### WHAT IS EXPECTED:
Can you rewrite the stretch from the line containing "the black marking" through the end of the records as a numbered list, leaving out any blank lines?

### RECORDS SHOWN:
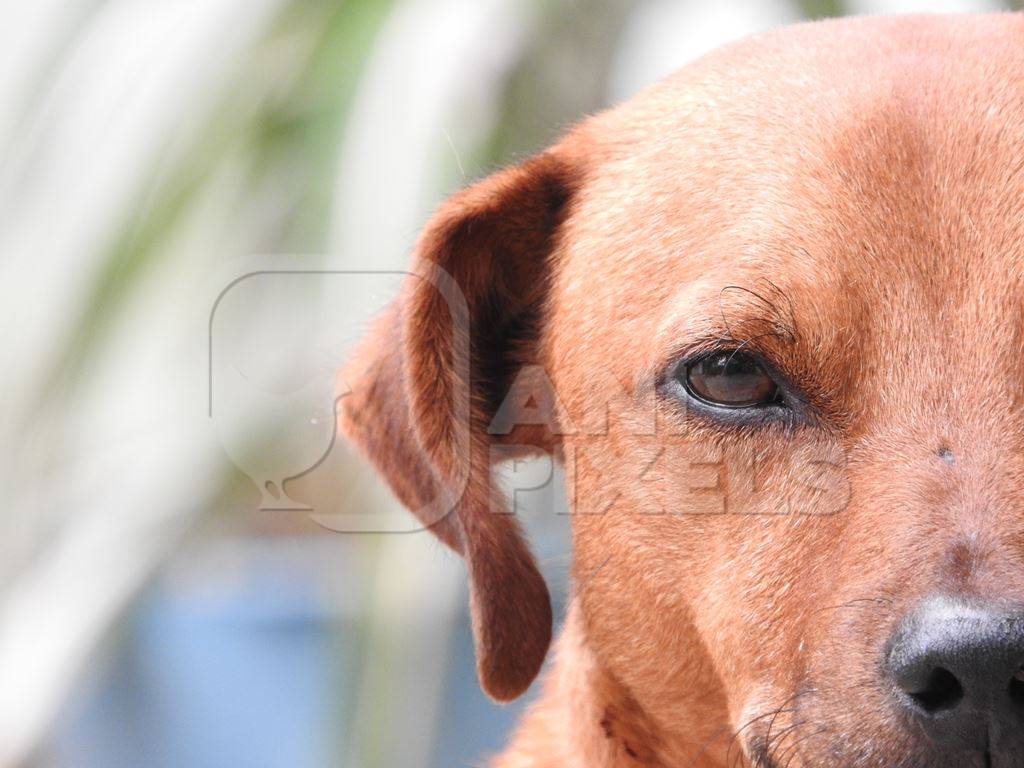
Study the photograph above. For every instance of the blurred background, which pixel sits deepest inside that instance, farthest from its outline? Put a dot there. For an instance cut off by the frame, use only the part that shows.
(201, 204)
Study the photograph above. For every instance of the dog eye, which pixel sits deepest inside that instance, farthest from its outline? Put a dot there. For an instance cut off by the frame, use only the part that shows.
(729, 379)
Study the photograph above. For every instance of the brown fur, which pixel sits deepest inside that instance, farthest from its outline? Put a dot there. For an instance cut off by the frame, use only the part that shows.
(845, 198)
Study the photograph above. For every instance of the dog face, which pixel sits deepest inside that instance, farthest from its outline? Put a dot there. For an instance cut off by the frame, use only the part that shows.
(770, 313)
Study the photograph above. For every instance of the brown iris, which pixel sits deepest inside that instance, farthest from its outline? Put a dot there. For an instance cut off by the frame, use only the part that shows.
(730, 379)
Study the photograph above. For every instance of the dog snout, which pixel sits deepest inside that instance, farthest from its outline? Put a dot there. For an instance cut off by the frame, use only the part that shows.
(958, 670)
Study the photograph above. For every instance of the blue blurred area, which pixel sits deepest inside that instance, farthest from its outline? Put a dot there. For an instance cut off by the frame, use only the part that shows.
(259, 666)
(247, 678)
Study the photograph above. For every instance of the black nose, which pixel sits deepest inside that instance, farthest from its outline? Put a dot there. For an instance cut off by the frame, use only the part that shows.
(958, 668)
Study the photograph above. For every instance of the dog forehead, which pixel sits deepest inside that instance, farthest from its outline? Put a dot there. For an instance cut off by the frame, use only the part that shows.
(883, 194)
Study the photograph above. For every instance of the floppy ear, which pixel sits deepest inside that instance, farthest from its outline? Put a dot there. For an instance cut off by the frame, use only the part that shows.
(426, 383)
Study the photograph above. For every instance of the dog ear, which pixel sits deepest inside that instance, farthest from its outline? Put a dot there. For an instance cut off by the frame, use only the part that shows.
(427, 381)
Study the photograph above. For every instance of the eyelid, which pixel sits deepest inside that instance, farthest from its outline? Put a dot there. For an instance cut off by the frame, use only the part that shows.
(796, 409)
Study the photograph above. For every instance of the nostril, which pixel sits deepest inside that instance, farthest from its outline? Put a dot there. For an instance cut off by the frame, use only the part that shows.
(941, 691)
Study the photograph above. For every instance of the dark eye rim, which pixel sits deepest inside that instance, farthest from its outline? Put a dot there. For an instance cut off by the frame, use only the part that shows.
(685, 368)
(790, 407)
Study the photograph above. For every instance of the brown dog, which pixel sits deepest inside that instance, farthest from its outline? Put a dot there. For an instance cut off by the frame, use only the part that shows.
(770, 313)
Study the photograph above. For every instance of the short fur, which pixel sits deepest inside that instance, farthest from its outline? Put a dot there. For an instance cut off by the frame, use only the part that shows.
(844, 198)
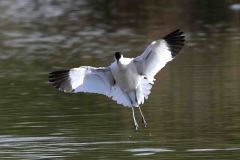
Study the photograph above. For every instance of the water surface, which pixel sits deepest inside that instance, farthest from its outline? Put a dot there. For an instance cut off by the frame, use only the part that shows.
(192, 113)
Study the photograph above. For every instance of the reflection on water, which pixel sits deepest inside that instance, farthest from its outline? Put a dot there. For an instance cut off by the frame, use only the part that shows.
(193, 111)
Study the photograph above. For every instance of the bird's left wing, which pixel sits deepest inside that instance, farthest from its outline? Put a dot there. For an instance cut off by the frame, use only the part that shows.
(83, 79)
(158, 53)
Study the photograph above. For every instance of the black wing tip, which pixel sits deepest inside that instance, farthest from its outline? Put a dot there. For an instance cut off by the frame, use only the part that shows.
(175, 41)
(60, 80)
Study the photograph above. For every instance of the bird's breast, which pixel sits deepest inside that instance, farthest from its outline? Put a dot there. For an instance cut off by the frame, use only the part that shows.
(126, 77)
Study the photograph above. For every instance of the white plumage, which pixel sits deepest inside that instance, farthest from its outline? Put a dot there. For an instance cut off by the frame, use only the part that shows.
(128, 81)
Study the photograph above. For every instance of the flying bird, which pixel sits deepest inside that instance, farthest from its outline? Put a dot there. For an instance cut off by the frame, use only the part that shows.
(128, 81)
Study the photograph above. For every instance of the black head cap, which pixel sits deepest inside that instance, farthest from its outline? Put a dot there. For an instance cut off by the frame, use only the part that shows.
(118, 55)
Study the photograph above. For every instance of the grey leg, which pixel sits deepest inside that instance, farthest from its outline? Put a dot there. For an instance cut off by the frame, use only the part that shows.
(134, 119)
(143, 118)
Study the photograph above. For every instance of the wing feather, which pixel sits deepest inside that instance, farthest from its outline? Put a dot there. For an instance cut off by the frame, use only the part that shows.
(159, 53)
(83, 79)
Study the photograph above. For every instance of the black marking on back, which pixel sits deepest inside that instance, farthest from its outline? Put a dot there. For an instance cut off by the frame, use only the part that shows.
(149, 53)
(60, 80)
(117, 55)
(175, 41)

### FINISHED EXERCISE:
1. Study the photograph above. For every instance of the black marking on back, which pixel sits deepest inside that instance, farthest from its outline? Put a dot there. For an instance cut off by the frame, use only the part that shows.
2. (149, 53)
3. (60, 80)
4. (117, 55)
5. (175, 41)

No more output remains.